> _DATA TO USE_

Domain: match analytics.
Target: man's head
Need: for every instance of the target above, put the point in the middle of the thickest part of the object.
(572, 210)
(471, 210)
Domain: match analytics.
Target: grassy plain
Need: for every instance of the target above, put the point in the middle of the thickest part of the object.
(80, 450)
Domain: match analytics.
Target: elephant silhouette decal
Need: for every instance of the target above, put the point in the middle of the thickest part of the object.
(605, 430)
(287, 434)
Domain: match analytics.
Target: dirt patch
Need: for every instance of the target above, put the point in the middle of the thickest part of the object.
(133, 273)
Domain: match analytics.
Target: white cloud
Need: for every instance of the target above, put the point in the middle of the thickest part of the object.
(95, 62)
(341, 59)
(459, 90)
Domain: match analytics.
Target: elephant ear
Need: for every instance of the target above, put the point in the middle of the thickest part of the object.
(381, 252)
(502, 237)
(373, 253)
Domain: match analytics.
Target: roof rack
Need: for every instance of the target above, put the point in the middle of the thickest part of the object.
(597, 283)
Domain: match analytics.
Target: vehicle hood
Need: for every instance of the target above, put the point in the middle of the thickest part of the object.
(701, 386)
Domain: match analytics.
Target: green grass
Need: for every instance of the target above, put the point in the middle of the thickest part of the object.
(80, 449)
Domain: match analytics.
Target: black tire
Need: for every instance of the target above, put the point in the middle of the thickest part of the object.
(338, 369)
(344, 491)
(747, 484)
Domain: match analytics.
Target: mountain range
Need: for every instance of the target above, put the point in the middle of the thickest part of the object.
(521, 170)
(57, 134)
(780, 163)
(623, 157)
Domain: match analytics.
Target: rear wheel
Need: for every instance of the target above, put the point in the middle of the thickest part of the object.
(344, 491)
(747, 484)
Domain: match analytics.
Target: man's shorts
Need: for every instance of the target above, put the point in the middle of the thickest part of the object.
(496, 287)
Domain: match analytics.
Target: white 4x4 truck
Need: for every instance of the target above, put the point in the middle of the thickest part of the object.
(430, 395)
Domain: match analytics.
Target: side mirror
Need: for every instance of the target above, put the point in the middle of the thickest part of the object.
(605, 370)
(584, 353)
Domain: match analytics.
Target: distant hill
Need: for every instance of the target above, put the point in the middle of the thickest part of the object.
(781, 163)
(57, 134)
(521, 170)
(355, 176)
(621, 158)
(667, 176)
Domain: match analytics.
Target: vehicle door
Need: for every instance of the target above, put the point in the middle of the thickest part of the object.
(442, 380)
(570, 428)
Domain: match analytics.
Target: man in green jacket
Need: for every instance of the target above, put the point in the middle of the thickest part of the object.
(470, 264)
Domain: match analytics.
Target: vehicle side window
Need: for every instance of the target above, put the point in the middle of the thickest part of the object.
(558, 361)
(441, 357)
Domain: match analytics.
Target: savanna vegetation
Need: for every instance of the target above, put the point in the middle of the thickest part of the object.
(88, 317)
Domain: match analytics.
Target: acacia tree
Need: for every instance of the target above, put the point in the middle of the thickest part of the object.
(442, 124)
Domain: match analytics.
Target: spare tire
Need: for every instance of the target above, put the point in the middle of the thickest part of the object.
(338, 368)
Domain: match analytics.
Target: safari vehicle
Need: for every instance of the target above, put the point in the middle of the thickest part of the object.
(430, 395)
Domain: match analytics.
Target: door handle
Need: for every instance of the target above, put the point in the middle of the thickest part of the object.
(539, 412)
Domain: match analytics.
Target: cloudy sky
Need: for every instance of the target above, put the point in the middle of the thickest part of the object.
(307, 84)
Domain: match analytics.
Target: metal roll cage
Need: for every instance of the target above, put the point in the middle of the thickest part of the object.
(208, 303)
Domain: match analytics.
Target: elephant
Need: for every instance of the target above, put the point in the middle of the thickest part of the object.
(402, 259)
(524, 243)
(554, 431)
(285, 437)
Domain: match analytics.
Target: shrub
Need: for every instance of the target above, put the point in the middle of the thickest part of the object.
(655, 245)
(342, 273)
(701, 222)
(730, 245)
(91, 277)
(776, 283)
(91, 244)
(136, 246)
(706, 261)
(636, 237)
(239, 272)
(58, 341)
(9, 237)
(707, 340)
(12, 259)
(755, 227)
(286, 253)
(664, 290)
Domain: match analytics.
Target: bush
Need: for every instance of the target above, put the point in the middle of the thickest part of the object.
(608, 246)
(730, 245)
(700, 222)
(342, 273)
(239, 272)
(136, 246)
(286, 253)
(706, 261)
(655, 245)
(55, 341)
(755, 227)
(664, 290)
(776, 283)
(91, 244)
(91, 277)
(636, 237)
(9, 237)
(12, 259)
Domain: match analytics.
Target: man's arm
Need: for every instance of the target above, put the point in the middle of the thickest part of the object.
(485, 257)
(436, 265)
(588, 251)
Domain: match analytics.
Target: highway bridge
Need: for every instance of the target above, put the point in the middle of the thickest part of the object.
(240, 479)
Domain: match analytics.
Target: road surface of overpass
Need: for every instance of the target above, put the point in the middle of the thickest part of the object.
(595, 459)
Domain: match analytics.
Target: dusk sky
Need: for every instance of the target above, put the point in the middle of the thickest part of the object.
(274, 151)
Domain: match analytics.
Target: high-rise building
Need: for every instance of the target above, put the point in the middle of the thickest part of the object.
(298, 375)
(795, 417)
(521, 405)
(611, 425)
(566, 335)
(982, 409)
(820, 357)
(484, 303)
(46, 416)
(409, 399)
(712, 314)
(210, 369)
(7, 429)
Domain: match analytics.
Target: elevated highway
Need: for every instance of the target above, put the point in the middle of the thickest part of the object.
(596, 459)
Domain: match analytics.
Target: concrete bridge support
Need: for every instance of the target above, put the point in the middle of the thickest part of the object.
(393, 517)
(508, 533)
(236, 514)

--

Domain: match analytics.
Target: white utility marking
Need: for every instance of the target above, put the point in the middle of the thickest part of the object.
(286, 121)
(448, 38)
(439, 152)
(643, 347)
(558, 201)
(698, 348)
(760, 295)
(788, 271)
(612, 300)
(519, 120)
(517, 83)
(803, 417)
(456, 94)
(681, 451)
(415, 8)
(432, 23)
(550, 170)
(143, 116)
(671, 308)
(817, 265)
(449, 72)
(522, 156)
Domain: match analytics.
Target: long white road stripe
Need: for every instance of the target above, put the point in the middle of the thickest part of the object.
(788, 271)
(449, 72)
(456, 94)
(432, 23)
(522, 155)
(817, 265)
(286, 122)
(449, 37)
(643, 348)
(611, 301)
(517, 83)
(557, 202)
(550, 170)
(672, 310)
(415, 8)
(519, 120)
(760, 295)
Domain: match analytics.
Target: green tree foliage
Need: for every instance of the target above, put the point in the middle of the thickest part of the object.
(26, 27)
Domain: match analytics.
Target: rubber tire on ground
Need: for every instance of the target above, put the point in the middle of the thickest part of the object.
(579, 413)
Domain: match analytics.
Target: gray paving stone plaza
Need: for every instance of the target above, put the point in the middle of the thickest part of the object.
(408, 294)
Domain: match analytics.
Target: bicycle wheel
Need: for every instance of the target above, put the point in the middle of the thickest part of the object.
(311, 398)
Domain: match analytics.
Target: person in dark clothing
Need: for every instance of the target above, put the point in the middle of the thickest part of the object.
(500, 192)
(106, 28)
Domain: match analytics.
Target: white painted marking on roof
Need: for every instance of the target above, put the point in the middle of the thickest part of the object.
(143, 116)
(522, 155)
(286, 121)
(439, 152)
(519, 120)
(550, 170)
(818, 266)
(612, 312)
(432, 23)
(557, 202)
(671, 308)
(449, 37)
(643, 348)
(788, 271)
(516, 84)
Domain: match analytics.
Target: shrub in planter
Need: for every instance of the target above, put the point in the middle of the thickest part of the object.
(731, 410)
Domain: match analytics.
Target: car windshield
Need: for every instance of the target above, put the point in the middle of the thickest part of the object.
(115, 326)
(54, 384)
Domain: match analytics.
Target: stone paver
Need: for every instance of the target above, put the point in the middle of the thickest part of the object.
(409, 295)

--

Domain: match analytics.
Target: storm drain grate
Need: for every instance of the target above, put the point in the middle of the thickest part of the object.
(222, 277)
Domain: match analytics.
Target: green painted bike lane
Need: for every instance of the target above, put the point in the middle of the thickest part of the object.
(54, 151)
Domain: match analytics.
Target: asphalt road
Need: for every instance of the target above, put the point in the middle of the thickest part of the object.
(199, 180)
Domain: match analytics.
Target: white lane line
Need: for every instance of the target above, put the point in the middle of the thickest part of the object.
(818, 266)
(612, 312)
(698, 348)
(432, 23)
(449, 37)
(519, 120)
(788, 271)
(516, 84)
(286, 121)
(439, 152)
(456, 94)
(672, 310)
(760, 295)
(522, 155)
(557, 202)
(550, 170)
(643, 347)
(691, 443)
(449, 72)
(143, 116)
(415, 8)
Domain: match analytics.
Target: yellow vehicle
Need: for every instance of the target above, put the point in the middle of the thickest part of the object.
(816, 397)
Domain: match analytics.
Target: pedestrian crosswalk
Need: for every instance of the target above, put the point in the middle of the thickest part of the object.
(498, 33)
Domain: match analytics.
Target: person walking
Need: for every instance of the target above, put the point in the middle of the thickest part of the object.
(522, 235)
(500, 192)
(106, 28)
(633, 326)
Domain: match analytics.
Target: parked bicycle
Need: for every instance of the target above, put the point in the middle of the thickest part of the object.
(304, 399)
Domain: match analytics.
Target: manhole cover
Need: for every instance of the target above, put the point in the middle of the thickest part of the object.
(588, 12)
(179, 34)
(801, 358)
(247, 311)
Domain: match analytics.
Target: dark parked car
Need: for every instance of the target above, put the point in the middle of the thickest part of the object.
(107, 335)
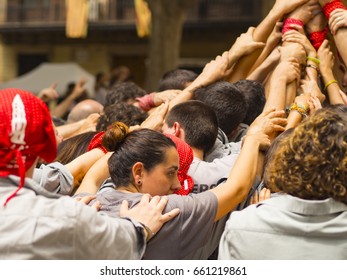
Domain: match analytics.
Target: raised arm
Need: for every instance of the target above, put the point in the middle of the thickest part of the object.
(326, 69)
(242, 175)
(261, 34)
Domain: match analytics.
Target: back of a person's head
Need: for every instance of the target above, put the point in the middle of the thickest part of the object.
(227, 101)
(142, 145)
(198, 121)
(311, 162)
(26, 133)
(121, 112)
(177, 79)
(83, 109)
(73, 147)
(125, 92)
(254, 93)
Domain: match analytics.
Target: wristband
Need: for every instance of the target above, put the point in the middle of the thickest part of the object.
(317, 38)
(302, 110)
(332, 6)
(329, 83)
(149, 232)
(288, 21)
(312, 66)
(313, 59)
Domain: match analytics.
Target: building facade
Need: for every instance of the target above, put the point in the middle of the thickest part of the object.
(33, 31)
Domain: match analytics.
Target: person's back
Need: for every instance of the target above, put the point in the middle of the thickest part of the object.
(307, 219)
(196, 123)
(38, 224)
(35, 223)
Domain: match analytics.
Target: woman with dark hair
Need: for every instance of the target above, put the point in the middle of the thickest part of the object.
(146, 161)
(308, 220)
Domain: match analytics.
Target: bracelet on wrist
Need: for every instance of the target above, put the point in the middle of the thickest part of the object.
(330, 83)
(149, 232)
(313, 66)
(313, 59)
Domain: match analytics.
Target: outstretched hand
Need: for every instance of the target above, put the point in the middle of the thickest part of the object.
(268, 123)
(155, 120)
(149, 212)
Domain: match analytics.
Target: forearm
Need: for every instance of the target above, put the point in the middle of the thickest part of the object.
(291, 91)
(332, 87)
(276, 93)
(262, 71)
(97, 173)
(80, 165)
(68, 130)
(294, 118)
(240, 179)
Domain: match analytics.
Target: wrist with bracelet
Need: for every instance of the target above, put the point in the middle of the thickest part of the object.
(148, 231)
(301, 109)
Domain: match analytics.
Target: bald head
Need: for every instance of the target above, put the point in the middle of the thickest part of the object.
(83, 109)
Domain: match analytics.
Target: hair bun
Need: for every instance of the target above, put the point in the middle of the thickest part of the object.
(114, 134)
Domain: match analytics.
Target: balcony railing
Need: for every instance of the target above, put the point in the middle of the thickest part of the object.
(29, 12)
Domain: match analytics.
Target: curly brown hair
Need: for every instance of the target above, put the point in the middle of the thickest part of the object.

> _PROBLEM_
Return every line of the listing above that contains the string "shrub", matching case exactly.

> _WRITTEN RESPONSE_
Target: shrub
Target: shrub in planter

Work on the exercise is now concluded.